### Direction 1
Retype from the passage on the desktop display array the part that opens with the words containing "The solutions provided" and closes with "of the displays.".
### Direction 2
In one to three sentences, explain what the passage on the desktop display array says typically enables one display to show two or more media sources simultaneously.
### Direction 3
Write what follows the final sentence of the passage on the desktop display array.

In some embodiments of the system, the processing circuitry is configured to update said default setting in response to the user behavior following an initial setting of the array. In other words, the system has a default setting for each operational mode, in which a media file or application is opened as part of the whole setting of the display array. This can be updated over time in case the processing circuitry identifies that the specific user frequently uses a different application or a different media file as he/she approaches the system after the initial setting. When the processing circuitry identifies that the initial requirement of the user is different than the default setting, the processing circuitry changes the default setting to be suited to the personal needs of the user in an Al process of machine learning.

In some embodiments of the system, at least one of the displays is configured to receive two or more media sources and to allocate in the display respective two or more areas, each area displays a respective media source, and wherein the display is configured to display said two or more media sources simultaneously. This is typically enabled due to two or more graphics cards in the display that allow it to split the display to several areas, each area displays a different media source and also responds only to gestures, either through touch screen interface or through a mouse and keyboard interface, that are applied in its boundaries.

In some embodiments of the system, each area on the display responds only to gestures or actions applied within its boundaries.

The solutions provided by the present invention improves the ergonomic settings of the working environment and facilitate to relieve the ergonomic stress on users or viewers of the system. According to another broad aspect of the present disclosure, it provides a controller for operating the array of displays in the above-described system, by providing position states data and layout data to each of the displays.

According to yet another broad aspect of the present disclosure, it provides a display array configured for accommodating within a receiving space of a desktop, and configured to display media from multiple sources, wherein: at least some of displays of the display array have position mechanisms and are controllably shiftable by said position mechanism between position states comprising (1) a flush state, in which the display is flush with a desktop surface, such that each two neighboring displays of said at least some of the displays, when are in the flush state, form a continuous surface, and (2) a range of angled states, in which the display is tilted with respect to the desktop surface; and each display is controllably operable to provide a layout of the media being displayed, such that a combination of the position states and the layouts characterizing each display in the array of displays defines an operational mode of the system.

### Listing

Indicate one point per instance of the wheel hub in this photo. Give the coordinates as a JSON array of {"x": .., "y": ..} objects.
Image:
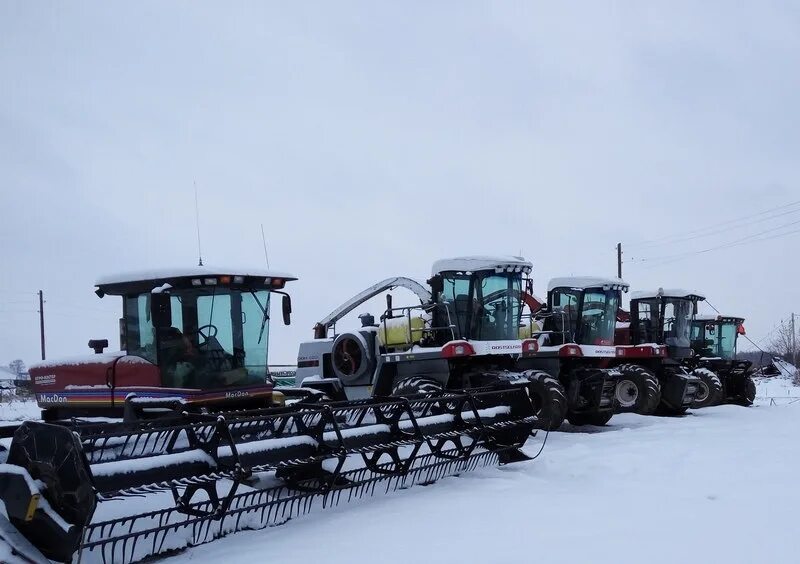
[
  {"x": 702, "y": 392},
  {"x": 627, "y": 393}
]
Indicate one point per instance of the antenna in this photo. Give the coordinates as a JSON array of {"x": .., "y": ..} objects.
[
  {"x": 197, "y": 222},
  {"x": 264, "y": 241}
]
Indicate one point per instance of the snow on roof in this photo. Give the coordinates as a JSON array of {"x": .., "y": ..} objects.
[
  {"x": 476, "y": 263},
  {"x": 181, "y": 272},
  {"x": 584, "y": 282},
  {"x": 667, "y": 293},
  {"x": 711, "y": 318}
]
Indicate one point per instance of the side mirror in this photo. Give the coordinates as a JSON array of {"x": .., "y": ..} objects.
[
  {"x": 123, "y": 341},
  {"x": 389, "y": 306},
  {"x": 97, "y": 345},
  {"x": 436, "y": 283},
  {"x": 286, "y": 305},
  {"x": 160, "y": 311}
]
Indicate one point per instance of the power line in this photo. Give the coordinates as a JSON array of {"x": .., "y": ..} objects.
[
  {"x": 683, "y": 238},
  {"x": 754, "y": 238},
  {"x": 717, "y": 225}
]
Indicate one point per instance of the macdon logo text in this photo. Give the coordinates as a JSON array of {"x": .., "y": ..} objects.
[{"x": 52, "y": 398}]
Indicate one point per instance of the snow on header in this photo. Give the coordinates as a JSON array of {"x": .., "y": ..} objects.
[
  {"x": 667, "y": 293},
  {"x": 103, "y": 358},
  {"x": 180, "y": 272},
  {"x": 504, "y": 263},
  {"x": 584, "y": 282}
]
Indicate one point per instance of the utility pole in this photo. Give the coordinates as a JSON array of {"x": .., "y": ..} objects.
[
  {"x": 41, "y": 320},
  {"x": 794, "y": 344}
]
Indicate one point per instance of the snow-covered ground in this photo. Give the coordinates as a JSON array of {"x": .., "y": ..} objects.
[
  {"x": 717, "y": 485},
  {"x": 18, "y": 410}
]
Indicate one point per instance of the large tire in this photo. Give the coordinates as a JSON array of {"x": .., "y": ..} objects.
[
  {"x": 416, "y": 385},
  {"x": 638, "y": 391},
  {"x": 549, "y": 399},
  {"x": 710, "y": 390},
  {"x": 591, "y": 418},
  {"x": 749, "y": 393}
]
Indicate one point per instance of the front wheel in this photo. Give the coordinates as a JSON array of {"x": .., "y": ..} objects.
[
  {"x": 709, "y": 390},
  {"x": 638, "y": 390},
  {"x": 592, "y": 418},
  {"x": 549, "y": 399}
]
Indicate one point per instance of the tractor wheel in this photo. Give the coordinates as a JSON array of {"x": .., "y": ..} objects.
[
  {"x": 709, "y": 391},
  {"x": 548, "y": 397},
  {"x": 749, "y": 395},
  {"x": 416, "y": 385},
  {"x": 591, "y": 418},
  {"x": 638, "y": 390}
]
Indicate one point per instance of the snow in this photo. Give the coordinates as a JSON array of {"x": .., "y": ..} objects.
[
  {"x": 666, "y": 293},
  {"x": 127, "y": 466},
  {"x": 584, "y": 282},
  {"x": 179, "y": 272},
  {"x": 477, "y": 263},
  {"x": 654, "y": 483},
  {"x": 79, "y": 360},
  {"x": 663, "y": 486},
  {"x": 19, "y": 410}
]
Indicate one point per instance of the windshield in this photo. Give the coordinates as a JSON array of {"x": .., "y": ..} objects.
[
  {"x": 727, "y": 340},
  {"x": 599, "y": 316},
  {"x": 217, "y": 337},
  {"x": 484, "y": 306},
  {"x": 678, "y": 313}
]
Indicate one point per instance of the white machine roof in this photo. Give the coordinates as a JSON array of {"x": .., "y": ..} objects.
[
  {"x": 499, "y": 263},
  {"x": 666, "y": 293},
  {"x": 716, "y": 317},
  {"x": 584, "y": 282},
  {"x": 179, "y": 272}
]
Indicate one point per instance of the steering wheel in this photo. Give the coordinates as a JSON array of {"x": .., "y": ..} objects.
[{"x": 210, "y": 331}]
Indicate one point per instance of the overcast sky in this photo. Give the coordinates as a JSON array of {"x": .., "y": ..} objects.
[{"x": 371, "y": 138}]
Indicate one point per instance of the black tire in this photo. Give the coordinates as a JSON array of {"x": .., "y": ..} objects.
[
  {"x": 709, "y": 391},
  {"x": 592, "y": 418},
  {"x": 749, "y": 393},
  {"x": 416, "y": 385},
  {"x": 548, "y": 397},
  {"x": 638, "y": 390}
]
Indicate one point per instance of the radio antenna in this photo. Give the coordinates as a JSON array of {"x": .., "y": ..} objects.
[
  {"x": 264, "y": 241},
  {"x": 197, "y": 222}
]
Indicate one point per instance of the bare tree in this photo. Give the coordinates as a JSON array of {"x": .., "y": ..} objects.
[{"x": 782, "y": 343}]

### Task output 1
The solutions provided by the present invention improves the ergonomic settings of the working environment and facilitate to relieve the ergonomic stress on users or viewers of the system. According to another broad aspect of the present disclosure, it provides a controller for operating the array of displays in the above-described system, by providing position states data and layout data to each of the displays.

### Task output 2
This is typically enabled by two or more graphics cards in the display, which allow it to split the display into several areas. Each area displays a different media source and responds only to gestures applied within its boundaries.

### Task output 3
BRIEF DESCRIPTION OF THE DRAWINGS

In order to better understand the subject matter that is disclosed herein and to exemplify how it may be carried out in practice, embodiments will now be described, by way of non-limiting examples only, with reference to the accompanying drawings, in which:

Figs. 1A-1B are schematic illustrations of an embodiment of a non-limiting example of different states of the array of displays positioned in the receiving space of a desktop;

Figs. 2A-2B are schematic illustrations of an embodiment of a non-limiting example of different states of the array of displays positioned in the receiving space of a desktop according to an aspect of the present disclosure;

Fig. 3 is a schematic illustration of an embodiment of a non-limiting example showing a state of the display array positioned in the receiving space of a desktop after setting by the controller (from the default flat state) according to an aspect of the present disclosure; Fig. 4 is a schematic illustration of an example of transferring a media item from one display to another or from one functional group to another;

Fig. 5 is a schematic illustration of a non-limiting example of the display array of the present invention in which one or more displays are removed from the array;

Fig. 6 is a schematic illustration exemplifying a default setting of a display of the array with media contents to be displayed by it;

Fig. 7 is a schematic illustration of a specific display configuration in a display of the array;

Fig. 8 is a schematic illustration of an exemplary flow operation of Al-based utility of the controller and prediction workflow;

Fig. 9 exemplifies the Graph Neural Network (GNN) based multi-display workflow;

Figs. 10A-10B illustrate, by way of block diagrams an exemplary configuration (Fig. 10A) and operation (Fig. 10B) of the controller associated with and controlling operation of a display array; and

Fig. 10C illustrates a specific not-limiting example of a state machine lookup table suitable for being implemented by the controller to operate the display array.

DETAILED DESCRIPTION

The following figures are provided to exemplify embodiments and realization of the technique of the present disclosure for configuring operation of a desktop station that includes an array of displays capable of displaying media from one or more media sources.

Reference is first being made to Figs. 1A-1B, which are schematic illustrations of an embodiment of a non-limiting example of different states of the array of displays 102 positioned in the receiving space 104 of a desktop (i.e., receiving space formed in a portion of the desktop).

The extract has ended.